Part of a data file:
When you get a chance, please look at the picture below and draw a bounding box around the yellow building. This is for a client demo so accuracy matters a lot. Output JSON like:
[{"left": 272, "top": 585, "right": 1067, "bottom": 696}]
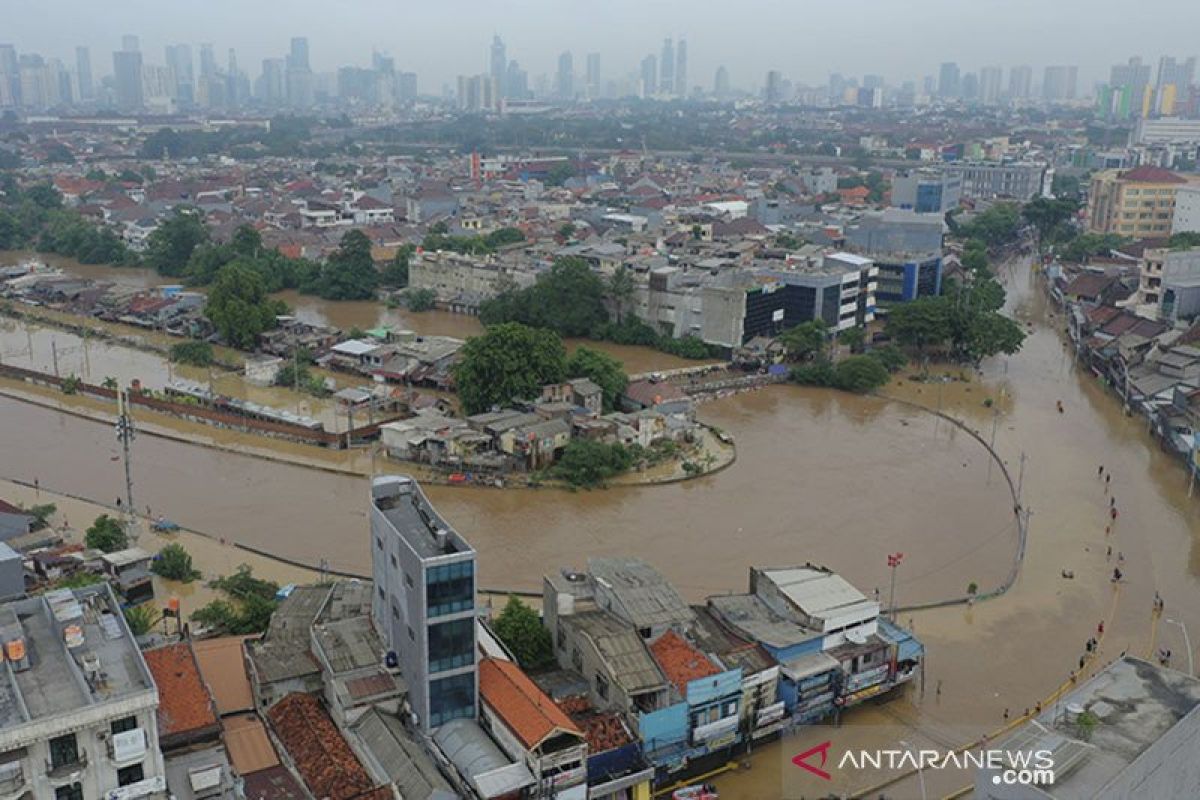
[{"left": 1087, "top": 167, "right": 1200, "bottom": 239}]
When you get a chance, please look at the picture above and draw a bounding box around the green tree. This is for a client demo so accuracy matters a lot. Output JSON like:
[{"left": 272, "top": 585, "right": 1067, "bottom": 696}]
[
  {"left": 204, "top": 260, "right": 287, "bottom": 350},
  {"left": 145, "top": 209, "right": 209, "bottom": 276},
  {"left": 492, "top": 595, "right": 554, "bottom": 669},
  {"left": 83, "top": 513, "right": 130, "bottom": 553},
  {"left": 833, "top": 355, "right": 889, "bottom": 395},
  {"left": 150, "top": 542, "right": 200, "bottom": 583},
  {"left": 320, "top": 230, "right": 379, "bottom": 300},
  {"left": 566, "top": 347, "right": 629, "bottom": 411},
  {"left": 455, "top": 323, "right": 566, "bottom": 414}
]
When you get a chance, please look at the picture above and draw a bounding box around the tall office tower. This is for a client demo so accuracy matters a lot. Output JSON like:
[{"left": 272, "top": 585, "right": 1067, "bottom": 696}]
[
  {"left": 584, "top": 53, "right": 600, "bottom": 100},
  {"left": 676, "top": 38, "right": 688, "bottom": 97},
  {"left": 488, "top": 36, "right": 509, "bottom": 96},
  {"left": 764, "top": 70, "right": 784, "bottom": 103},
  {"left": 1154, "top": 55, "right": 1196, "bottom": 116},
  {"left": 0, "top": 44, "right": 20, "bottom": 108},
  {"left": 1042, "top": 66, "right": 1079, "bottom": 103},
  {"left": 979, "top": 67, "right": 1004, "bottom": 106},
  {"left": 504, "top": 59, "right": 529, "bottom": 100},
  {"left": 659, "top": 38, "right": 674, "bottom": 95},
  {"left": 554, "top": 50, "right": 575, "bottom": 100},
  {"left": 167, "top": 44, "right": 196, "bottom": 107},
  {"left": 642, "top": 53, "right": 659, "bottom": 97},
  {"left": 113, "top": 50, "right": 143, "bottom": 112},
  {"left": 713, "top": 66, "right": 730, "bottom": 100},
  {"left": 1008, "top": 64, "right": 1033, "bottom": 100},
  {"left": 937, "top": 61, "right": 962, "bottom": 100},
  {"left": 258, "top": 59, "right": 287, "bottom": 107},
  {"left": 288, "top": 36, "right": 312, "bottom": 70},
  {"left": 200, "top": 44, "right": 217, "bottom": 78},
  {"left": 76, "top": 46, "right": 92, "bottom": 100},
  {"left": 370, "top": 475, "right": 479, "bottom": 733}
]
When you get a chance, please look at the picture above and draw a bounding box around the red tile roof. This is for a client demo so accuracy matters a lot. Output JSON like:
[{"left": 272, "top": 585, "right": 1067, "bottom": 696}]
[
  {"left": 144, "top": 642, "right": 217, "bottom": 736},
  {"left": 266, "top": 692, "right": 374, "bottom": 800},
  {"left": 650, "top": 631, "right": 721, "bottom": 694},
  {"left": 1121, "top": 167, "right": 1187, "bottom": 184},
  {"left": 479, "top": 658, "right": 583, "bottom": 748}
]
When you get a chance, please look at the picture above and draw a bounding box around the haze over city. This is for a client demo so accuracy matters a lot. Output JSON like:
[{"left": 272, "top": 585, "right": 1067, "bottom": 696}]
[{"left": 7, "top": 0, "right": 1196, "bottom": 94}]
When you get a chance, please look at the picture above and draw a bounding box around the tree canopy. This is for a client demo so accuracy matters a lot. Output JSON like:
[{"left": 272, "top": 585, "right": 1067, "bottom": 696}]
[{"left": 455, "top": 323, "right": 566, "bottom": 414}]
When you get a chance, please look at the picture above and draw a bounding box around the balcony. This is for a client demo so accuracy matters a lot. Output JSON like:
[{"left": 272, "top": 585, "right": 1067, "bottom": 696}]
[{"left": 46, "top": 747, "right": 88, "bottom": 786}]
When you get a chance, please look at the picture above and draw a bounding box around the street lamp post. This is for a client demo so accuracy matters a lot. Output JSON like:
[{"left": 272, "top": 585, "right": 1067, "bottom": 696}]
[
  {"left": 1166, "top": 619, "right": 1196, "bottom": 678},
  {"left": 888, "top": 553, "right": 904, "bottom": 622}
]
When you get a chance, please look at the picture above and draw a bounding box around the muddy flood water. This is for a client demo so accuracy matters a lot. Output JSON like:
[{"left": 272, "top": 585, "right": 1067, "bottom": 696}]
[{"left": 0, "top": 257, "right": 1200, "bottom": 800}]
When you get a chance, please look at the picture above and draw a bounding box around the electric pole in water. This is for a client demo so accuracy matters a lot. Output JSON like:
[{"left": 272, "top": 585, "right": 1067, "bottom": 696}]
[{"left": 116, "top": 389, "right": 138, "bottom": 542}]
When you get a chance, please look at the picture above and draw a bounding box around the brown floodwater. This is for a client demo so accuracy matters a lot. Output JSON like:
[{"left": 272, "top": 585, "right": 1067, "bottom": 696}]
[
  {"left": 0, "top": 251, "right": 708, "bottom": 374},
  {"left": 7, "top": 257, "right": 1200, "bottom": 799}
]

▶ _DESCRIPTION OF THE TASK_:
Copy every line of the material, starting at the line that contains "around the brown" and ending at the end of the material. Shift each bounding-box coordinate in the answers up by 56, and leave all other lines unchanged.

▶ _COMPLETED TASK_:
When you get a chance, please look at the picture above and draw a bounding box around the brown floodwater. This is for a client demo so accuracy matters a lot. Output JSON like:
[{"left": 272, "top": 585, "right": 1067, "bottom": 696}]
[
  {"left": 56, "top": 307, "right": 764, "bottom": 430},
  {"left": 63, "top": 313, "right": 1256, "bottom": 855}
]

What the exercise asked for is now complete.